> _CONSIGNE 1_: Résumez en deux phrases le passage sur l'exil et le voyage d'évangélisation.
> _CONSIGNE 2_:
Répondez brièvement à ces questions sur le passage consacré à l'exil et au voyage d'évangélisation :
(a) Quelle reine le poursuivait en Gaule ?
(b) Où le groupe arrive-t-il en suivant l'Aar et le lac de Zurich ?
(c) Près de quelle ville actuelle le monastère est-il fixé ?

*** EXTRAIT DU TEXTE

En 610, il dut fuir la Gaule où la cruelle reine Brunehilde
le poursuivait parce qu'il lui reprochait ses vices et ses crimes. En 610 il fut expulsé de Luxeuil avec ses moines irlandais, condamnés
définitivement à l'exil. Rapatriés par mer, leur bateau échoua près du rivage
et le groupe décida d'entreprendre une nouvelle aventure d'évangélisation Il traverse Mayence,
puis, remonte le Rhin
jusqu'à Bâle
puis Waldshut. En suivant l'Aar et le lac de Zurich, ils arrivent à Tuggen. La petite communauté tente d'évangéliser les rives du lac de
Zurich mais, confrontée à la violence des habitants, elle doit bientôt
s'éloigner. Elle tente une seconde implantation près du lac
de Constance, à l'endroit où le Rhin
Supérieur se jette dans les eaux du lac. Ils fixent leur monastère autour
d'une petite chapelle, mais que les païens avaient réinvesti en y installant
leurs idoles, près de la ville actuelle de Bregenz.

******
*** JEU DE DONNÉES

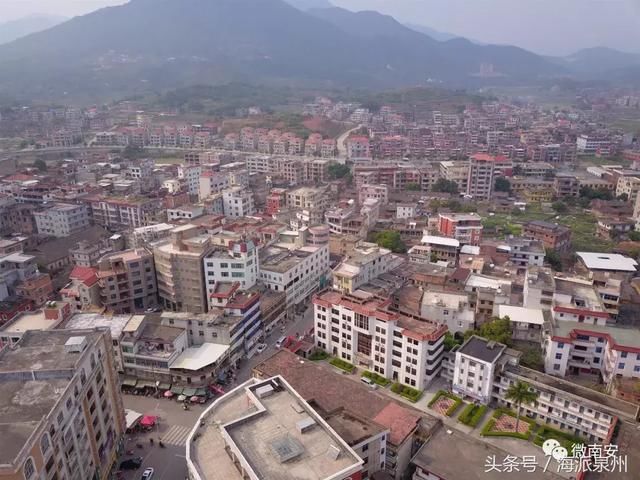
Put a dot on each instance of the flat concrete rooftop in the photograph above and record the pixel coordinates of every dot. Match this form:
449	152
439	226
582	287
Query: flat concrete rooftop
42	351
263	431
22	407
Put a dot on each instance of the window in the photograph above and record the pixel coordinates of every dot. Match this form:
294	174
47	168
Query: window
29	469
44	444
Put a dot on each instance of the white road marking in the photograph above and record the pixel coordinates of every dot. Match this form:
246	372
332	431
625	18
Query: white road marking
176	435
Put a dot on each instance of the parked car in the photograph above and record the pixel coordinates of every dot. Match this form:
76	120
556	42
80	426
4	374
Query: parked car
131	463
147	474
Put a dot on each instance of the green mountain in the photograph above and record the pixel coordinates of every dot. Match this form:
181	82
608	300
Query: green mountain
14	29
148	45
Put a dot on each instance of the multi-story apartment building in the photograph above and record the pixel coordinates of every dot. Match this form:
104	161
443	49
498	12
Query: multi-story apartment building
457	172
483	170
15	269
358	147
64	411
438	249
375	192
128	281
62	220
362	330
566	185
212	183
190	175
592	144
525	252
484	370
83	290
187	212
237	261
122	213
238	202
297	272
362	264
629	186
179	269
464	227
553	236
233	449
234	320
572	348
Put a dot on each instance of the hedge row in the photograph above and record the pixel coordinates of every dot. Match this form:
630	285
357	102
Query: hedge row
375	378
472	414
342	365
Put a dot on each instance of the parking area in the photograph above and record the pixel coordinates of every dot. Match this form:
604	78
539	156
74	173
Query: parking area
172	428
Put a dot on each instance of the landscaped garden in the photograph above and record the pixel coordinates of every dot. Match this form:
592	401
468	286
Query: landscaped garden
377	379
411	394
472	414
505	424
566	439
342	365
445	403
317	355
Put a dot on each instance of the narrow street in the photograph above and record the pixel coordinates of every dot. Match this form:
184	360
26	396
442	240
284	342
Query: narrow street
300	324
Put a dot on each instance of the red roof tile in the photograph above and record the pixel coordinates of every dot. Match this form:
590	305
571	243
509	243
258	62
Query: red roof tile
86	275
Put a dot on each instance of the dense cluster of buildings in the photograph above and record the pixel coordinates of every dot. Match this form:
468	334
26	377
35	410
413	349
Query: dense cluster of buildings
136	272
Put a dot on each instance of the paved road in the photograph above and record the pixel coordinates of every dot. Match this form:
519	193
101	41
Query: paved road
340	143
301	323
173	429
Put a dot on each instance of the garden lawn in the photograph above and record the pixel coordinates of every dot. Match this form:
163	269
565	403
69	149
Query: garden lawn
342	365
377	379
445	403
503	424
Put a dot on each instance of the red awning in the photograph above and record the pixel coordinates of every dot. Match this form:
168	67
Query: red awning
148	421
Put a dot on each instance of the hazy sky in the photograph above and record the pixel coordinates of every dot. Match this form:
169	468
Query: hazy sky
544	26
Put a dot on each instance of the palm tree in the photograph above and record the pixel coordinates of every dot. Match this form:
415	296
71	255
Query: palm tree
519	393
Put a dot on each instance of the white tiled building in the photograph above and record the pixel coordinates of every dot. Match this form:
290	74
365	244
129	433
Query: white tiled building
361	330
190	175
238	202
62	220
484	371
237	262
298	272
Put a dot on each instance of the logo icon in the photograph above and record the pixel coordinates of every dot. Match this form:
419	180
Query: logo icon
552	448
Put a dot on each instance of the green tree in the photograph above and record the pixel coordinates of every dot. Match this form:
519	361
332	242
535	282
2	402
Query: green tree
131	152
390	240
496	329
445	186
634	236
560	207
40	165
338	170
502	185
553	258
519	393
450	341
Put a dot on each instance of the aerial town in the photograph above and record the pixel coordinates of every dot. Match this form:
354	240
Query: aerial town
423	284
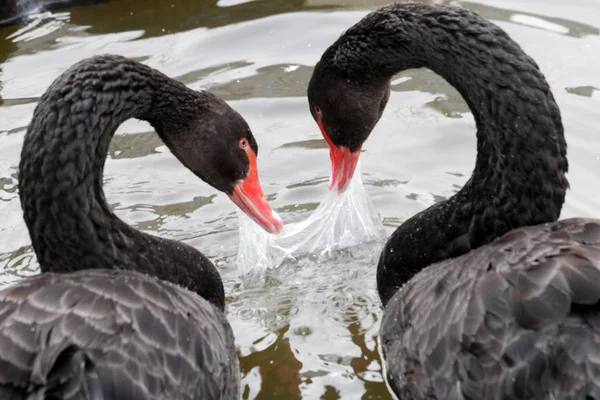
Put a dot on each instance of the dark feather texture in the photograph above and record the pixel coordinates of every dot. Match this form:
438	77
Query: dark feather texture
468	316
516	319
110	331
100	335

******

> _RÉPONSE ATTENDUE 1_: Poursuivi par la reine Brunehilde, à qui il reprochait ses vices et ses crimes, il fut expulsé de Luxeuil en 610 avec ses moines irlandais, condamnés à l'exil. Après l'échouage de leur bateau, le groupe remonta le Rhin pour évangéliser, dut quitter les rives du lac de Zurich face à la violence des habitants, puis établit son monastère près du lac de Constance, non loin de l'actuelle Bregenz.

> _RÉPONSE ATTENDUE 2_:
(a) La reine Brunehilde.
(b) À Tuggen.
(c) Près de Bregenz.